DESCRIPTION OF THE TASK
Rewrite every line of the items below as a Markdown table with two columns, "No." for the row number and "Text" for the line, leaving out any blank lines.

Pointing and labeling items

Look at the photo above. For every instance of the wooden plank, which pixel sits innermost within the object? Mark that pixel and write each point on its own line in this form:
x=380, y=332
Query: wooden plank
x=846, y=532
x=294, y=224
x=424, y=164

SOLUTION TO THE PROBLEM
| No. | Text |
|---|---|
| 1 | Look at the photo above. For every instance of the wooden plank, which pixel sits innermost within the object? Mark that pixel and write each point on its own line in this form: |
| 2 | x=380, y=332 |
| 3 | Query: wooden plank |
| 4 | x=846, y=532 |
| 5 | x=294, y=224 |
| 6 | x=424, y=164 |